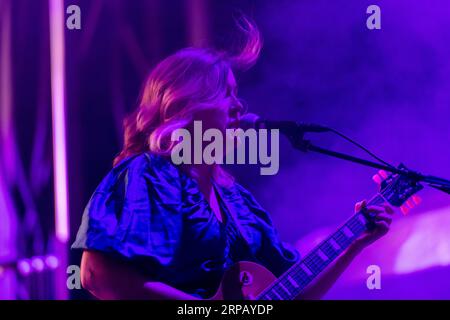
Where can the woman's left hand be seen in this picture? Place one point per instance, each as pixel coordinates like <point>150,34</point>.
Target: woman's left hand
<point>382,222</point>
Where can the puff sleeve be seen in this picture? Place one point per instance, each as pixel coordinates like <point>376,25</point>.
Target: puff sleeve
<point>135,213</point>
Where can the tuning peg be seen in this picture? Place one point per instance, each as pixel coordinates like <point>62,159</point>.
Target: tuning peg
<point>404,209</point>
<point>416,199</point>
<point>383,174</point>
<point>377,179</point>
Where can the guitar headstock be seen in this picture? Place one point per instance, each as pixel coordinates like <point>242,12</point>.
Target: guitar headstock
<point>398,190</point>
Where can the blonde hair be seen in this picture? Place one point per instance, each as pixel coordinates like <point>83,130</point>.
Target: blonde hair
<point>184,83</point>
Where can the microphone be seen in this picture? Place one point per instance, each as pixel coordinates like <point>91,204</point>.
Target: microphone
<point>251,120</point>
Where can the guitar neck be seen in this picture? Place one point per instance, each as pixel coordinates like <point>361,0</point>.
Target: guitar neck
<point>294,280</point>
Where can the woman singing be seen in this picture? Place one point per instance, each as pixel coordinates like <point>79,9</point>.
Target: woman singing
<point>155,230</point>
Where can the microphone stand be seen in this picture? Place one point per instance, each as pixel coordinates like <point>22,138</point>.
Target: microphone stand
<point>296,137</point>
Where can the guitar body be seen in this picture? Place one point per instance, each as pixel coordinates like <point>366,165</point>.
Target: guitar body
<point>244,281</point>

▸ **INSTRUCTIONS FOR THE TASK**:
Everything from the line with "Where can the woman singing" down to the final line above is to be retyped exactly. Leave the earlier lines out.

▸ **EXERCISE ANSWER**:
Where can the woman singing be seen in this picture? Place one point per instance, each as pixel coordinates like <point>79,9</point>.
Target: woman singing
<point>155,230</point>
Where can the microphone stand be seen in this picture? Place one point per instance, each as pixel coordinates like <point>22,138</point>.
Target: microphone stand
<point>296,137</point>
Where can the guitar body be seen in this picture? Place one point per instance, each as pixel coordinates like <point>366,165</point>.
Target: guitar body
<point>244,281</point>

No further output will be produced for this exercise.